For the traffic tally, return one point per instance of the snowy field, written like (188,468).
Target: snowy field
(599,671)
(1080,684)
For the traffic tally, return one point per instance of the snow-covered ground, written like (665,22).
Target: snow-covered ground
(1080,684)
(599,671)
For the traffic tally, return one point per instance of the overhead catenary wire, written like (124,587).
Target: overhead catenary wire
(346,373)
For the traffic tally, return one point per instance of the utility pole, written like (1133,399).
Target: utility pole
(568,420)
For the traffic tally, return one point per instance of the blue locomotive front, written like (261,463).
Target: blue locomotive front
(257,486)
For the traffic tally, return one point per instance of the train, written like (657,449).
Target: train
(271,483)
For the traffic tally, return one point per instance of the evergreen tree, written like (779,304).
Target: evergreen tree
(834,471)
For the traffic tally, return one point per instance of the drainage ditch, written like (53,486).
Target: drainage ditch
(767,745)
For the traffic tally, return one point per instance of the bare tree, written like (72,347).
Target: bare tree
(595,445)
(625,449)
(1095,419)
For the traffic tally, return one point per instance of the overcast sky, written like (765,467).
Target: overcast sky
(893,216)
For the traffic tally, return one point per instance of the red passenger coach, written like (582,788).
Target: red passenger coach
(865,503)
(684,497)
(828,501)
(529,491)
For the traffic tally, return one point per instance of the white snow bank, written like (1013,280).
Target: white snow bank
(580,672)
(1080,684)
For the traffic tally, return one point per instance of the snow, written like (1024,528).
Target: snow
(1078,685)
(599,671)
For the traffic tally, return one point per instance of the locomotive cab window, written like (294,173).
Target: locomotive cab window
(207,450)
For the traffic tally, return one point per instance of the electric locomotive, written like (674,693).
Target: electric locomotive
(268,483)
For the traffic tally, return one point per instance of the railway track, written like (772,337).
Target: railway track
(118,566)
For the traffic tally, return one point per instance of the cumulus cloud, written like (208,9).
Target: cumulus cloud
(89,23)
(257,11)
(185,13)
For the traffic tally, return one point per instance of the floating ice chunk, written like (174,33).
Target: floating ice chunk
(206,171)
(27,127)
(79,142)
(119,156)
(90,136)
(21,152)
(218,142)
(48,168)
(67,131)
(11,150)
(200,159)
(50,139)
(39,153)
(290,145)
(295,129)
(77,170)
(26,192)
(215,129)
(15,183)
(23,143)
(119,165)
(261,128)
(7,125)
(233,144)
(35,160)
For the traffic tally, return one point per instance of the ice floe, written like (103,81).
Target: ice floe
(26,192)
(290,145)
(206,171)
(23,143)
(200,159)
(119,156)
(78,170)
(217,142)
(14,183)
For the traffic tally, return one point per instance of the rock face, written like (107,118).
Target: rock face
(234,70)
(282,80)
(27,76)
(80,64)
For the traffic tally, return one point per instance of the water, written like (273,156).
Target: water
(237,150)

━━━━━━━━━━━━━━━━━━━━

What you are asked to do:
Set down the listing above in full, please, exactly as it appears.

Result of this task:
For the traffic tally, return one point per instance of the snowy field, written like (188,468).
Target: snowy field
(599,671)
(1080,684)
For the traffic tally, return one point per instance of the snow-covered ground, written like (665,22).
Target: snow-covered ground
(1080,684)
(599,671)
For the traffic tally, return one point per instance of the overhead catenary wire, written like (124,587).
Target: overhead catenary wire
(346,373)
For the traffic tally, return one point per instance of the utility pole, written like (1133,399).
Target: utility pole
(568,420)
For the traffic tally, return one point per instance of the blue locomotive front, written like (261,463).
Target: blue locomotive front
(257,486)
For the traffic tally, return one point per instance of the train, written like (657,449).
Target: train
(271,483)
For the traffic tally, return one point per instance of the evergreen tree, written like (779,304).
Target: evergreen tree
(834,471)
For the traffic tally, return one point per instance of the drainage ditch, written like (53,486).
Target: drainage ditch
(767,745)
For the traffic tally, return one point per instance of the bare tree, written like (72,347).
Target: bare tree
(595,445)
(625,449)
(1095,419)
For the traffic tally, return one point per instance of the overcast sky, written like (765,467).
Target: overcast sky
(893,216)
For the traffic tally, return one point per instance of the red passenger coach, written like (582,788).
Target: red passenger coach
(865,503)
(684,497)
(828,501)
(529,491)
For the traffic tally, return one point per instance of the white snow bank, written like (1013,280).
Target: white snow bank
(580,672)
(1080,684)
For the traffic tally, return one point per instance of the snow, written like (1024,528).
Target: snow
(1078,685)
(599,671)
For the traffic tally, return one point per instance of the locomotive cab window, written like (294,173).
Target: locomotive cab window
(207,450)
For the traffic tally, return one point per instance of the electric locomotive, written like (674,693).
Target: electric locomotive
(268,483)
For the traffic tally, return one point per instance of the railway track, written like (772,337).
Target: railway track
(118,566)
For the traffic tally, return one point per instance of the cumulus cloud, written like (208,9).
Target: cumulus cloud
(89,23)
(257,11)
(185,13)
For the traffic tally, return one point per instance of the floating ice chunk, written like (174,33).
Target: floating ice chunk
(206,171)
(27,127)
(79,142)
(119,156)
(90,136)
(21,152)
(218,142)
(48,168)
(67,131)
(11,150)
(200,159)
(50,139)
(39,153)
(290,145)
(295,129)
(77,170)
(26,192)
(215,129)
(15,183)
(23,143)
(119,165)
(261,128)
(7,125)
(233,144)
(35,160)
For the traffic tally, return one point per instance of the ice floe, written like (103,81).
Target: ice floe
(26,192)
(290,145)
(206,171)
(23,143)
(200,159)
(119,156)
(78,170)
(217,142)
(14,183)
For the traffic tally, return one point per instance of the rock face, written like (107,118).
Target: rock face
(234,70)
(282,80)
(27,76)
(80,64)
For the traffic tally, return one point per instance of the water, written like (273,156).
Target: water
(237,150)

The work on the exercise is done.